### Source text
The plant name cannabis is a Scythian word, which was loaned into Persian as kanab, then into Greek as κάνναβις (kánnabis) and subsequently into Latin as cannabis. The ancient Greeks learned of the use of cannabis by observing Scythian funerals, during which cannabis was consumed. In Neo-Assyrian Akkadian, cannabis was known as qunnabu (𒋆𒄣𒌦𒈾𒁍). Some scholars relate this to qaneh bosem (קָנֶה בֹּשׂם). The Germanic word that gives rise to English hemp (Old English hænep, Common Germanic *hanapi-z) may be an early Germanic loan (predating Grimm's law) from the same source.

==Word history==
The Oxford English Dictionary records the earliest usages of cannabis meaning the plant "common hemp Cannabis sativa" - in 1548, and meaning - parts of the plant "smoked, chewed, or drunk for their intoxicating or hallucinogenic properties" - in 1848. The OED traces the etymology to the Neo-Latin botanical term cannabis – proposed in 1728 and standardized in Carl Linnaeus's (1753) Species Plantarum – from an earlier Latin cannabis, coming from Greek kánnabis.

Herodotus (c. 440 BCE) recorded the use of cannabis in The Histories. "The Scythians, as I said, take some of this hemp-seed [presumably, flowers], and, creeping under the felt coverings, throw it upon the red-hot stones; immediately it smokes, and gives out such a vapour as no Grecian vapour-bath can exceed; the Scyths, delighted, shout for joy."

==Indo-European etymologies==
Based upon the botany, archeology, and linguistic history of cannabis, Elizabeth Wayland Barber concluded,
People all across the middle latitudes of Europe and Asia – and that would include the early Indo-Europeans (IE's) – knew and were using hemp since 5000 B.C. So when IE groups started borrowing a new word four millennia later, it had to have been for a new use: drugs. The old northern varieties of hemp did not contain the cannabinoid THC; and the 2nd millennium was probably the first time that enough people were travelling back and forth between Iran (where it grew) and eastern Europe that they could spread a habit, along with its source, the THC-bearing hemp. And the early 1st-millennium B.C. is just when we begin to find evidence for pot-smoking in the new zone.

[Point localization data]
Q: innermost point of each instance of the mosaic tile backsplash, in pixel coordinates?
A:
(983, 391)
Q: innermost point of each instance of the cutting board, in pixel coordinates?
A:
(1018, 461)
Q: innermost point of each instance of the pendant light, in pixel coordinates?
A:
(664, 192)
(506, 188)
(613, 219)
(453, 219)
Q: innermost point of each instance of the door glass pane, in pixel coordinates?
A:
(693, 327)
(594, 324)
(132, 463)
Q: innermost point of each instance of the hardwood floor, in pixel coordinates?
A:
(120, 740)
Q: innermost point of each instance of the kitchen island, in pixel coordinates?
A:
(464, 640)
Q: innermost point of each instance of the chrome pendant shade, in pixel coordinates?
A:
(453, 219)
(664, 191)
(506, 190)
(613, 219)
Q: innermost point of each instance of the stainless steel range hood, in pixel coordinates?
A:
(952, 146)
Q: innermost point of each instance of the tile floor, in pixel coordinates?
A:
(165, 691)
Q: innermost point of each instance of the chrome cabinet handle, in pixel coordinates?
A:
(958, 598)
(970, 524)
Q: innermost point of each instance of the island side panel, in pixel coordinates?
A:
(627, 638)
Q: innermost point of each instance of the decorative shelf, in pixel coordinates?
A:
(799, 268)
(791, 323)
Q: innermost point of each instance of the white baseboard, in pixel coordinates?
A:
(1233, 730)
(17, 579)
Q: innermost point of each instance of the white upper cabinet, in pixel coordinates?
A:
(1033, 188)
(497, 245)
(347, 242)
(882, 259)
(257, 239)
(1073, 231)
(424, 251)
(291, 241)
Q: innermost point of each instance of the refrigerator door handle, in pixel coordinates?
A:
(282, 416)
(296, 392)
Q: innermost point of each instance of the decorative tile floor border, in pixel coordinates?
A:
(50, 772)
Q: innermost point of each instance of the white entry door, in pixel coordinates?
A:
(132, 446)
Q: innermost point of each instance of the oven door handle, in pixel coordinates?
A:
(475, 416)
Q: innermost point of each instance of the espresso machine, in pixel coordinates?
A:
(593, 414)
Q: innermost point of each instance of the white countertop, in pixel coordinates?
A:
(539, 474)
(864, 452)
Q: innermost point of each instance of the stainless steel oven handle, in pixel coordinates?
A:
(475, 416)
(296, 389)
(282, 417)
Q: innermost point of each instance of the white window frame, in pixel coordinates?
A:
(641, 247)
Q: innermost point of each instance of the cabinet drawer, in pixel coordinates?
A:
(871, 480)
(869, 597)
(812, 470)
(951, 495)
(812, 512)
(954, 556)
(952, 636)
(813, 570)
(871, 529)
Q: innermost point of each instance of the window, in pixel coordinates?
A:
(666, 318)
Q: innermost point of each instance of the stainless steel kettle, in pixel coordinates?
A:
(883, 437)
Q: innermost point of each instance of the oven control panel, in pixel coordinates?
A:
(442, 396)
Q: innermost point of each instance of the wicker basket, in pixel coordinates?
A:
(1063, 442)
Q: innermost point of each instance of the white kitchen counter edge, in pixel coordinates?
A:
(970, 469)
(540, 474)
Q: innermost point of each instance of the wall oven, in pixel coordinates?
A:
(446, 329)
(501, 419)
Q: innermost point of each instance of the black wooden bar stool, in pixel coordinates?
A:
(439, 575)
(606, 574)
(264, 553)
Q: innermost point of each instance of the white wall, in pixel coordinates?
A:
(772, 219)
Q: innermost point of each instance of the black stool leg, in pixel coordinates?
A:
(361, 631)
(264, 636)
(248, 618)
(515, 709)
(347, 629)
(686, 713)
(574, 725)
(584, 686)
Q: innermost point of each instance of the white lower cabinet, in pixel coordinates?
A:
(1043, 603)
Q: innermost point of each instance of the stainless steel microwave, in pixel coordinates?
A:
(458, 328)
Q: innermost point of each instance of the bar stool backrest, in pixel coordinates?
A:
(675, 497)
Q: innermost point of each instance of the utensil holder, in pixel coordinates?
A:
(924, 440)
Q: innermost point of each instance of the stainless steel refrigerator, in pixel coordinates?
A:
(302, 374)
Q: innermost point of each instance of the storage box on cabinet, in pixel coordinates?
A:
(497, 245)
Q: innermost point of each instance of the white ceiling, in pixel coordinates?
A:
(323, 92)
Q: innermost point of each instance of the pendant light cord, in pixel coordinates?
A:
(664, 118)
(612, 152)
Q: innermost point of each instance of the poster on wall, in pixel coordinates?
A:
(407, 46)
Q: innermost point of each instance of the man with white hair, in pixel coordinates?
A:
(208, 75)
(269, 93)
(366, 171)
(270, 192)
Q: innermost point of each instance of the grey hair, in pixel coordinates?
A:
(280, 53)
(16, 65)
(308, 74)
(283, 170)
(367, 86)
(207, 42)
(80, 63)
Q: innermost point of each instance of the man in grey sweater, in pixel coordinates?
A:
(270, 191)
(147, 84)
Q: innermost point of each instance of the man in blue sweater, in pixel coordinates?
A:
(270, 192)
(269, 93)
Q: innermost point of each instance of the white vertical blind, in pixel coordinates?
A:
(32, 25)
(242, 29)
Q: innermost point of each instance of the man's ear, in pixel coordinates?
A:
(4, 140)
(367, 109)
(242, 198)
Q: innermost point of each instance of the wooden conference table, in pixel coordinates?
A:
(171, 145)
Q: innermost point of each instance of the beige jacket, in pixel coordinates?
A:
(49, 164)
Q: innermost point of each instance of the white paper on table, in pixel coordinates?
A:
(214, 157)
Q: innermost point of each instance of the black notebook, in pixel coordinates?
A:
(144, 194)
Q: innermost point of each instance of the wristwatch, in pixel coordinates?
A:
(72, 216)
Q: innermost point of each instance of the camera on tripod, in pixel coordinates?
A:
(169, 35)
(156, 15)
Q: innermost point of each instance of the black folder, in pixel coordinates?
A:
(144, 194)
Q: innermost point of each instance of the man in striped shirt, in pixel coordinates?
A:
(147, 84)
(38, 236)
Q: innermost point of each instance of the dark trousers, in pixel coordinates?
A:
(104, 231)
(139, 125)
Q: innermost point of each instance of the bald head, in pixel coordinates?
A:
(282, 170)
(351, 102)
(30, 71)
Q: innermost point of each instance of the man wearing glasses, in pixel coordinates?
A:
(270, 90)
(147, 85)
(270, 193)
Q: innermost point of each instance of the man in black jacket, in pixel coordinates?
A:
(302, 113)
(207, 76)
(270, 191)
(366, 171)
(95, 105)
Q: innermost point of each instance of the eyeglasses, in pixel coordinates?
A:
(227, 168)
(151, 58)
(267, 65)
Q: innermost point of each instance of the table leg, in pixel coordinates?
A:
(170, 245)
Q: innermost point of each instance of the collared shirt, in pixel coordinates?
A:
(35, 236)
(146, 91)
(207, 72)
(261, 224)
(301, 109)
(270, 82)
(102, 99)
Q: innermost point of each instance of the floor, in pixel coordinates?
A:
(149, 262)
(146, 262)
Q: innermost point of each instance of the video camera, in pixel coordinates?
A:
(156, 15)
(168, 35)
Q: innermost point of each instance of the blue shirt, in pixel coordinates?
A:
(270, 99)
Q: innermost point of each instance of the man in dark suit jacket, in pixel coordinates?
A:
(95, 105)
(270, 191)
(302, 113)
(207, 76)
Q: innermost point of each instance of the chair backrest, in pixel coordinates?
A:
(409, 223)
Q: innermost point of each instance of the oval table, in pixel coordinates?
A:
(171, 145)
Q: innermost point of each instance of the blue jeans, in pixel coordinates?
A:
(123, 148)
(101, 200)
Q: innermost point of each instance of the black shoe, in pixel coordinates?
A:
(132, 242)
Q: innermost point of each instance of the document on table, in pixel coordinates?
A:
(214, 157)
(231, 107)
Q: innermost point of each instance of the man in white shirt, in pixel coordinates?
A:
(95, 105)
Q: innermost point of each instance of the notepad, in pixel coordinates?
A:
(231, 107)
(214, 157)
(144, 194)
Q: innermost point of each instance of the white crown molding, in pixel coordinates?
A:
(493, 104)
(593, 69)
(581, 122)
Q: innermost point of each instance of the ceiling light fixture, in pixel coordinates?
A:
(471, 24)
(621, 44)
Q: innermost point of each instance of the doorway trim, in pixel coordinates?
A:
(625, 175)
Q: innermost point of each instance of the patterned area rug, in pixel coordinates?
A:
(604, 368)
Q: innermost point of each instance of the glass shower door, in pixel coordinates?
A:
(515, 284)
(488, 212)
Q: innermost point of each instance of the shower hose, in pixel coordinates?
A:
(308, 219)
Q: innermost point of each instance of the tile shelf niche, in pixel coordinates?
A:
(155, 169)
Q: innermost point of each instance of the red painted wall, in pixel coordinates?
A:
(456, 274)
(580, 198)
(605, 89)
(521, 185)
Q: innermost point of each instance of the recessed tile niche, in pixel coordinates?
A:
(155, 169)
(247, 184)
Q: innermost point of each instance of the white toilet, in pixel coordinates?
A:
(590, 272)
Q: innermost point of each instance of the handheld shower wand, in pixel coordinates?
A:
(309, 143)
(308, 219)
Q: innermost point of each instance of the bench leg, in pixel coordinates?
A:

### Exercise
Answer these questions from the text on the word cannabis:
1. Into which language was the Scythian word loaned as kanab?
2. In which year does the Oxford English Dictionary record the earliest use of cannabis meaning the plant "common hemp Cannabis sativa"?
3. According to Elizabeth Wayland Barber, since when had people across the middle latitudes of Europe and Asia known and used hemp?

### Solution to the exercise
1. Persian
2. 1548
3. Since 5000 B.C.